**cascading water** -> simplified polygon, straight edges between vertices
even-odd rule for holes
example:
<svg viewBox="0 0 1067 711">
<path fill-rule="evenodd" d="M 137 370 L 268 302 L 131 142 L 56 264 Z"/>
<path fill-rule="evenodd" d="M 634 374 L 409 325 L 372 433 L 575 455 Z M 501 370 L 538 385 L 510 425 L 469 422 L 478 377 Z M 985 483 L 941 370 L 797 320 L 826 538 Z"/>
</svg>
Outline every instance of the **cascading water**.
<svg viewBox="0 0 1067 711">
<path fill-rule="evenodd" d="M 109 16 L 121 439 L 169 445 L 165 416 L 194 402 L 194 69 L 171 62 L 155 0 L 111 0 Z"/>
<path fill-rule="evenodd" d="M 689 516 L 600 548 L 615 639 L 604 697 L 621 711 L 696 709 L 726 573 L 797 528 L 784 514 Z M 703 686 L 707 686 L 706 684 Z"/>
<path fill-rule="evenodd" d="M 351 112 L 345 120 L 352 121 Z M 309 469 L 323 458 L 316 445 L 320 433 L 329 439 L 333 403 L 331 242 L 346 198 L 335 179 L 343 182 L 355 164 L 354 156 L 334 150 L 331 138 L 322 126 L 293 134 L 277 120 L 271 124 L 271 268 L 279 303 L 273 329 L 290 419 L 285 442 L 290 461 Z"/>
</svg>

--

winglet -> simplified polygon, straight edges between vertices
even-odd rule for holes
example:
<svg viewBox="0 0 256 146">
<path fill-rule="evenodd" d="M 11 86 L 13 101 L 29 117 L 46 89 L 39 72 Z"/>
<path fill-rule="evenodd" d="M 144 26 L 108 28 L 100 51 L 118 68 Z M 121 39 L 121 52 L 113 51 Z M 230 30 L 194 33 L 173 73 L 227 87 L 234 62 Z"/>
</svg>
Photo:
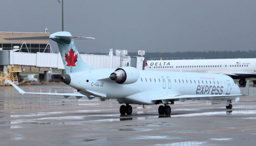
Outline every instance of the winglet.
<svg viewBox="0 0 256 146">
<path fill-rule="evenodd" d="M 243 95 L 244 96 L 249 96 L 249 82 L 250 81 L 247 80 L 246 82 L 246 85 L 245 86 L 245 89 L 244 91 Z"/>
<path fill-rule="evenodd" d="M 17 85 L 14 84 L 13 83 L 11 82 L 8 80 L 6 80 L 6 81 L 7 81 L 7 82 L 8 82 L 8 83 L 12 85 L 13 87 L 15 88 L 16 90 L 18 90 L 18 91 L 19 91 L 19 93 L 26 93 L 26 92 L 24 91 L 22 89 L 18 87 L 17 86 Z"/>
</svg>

==

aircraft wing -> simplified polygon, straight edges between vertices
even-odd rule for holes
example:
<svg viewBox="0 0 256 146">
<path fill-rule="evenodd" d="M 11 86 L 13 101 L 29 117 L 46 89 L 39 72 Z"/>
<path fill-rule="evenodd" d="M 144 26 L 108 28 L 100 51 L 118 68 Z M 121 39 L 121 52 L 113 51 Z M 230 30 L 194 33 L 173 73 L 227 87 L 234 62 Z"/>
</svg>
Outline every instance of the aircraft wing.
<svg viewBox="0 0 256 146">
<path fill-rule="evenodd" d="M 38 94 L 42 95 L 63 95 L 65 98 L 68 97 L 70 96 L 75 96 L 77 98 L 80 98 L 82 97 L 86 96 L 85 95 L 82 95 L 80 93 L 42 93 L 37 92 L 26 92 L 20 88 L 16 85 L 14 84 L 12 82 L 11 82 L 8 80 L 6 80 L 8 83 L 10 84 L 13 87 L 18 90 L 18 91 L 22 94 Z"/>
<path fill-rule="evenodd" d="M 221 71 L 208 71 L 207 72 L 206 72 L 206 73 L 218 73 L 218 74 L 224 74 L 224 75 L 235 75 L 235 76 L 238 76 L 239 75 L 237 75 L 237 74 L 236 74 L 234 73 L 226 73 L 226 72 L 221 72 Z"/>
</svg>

### YOUR GOAL
Copy out the stretch of lines from the one containing "water** -> simplified polygon, straight edges between vertices" through the one containing "137 370 L 268", both included, reproducing each line precisely.

### FINISHED EXERCISE
**cascading water** -> simplified polygon, straight edges between vertices
even-odd rule for holes
example:
<svg viewBox="0 0 1067 711">
<path fill-rule="evenodd" d="M 137 370 L 268 302 L 131 142 L 56 264 Z"/>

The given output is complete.